## EXERCISE
Among the records below, find the lines that contain "should" and copy each of them.

## EXERCISE MATERIALS
=======

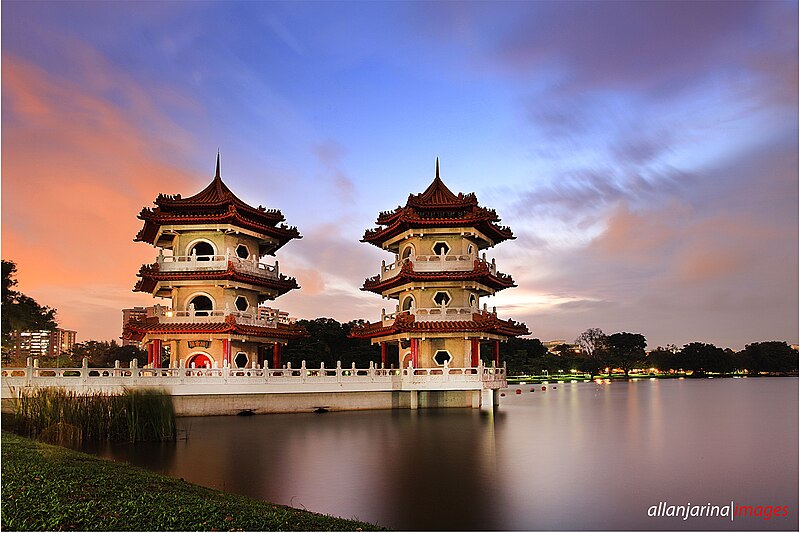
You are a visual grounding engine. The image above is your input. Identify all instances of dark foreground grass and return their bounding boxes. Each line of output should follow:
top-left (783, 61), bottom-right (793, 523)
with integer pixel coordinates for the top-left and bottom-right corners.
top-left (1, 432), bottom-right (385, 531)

=======

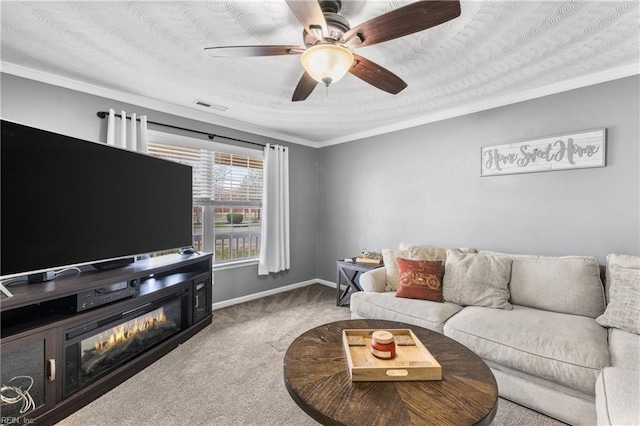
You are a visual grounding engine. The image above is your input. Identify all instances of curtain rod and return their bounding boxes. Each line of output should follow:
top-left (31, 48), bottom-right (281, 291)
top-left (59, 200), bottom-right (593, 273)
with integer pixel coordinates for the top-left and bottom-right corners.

=======

## EXERCISE SOLUTION
You are a visual grounding engine. The image above is your input. Identify all instances of dark foreground grass and return their bounding boxes. Each line of output should follow:
You are a visual grounding engine. The image above is your input. Identify all instances of curtain rod and return their bounding boxes. Each line of output should follow:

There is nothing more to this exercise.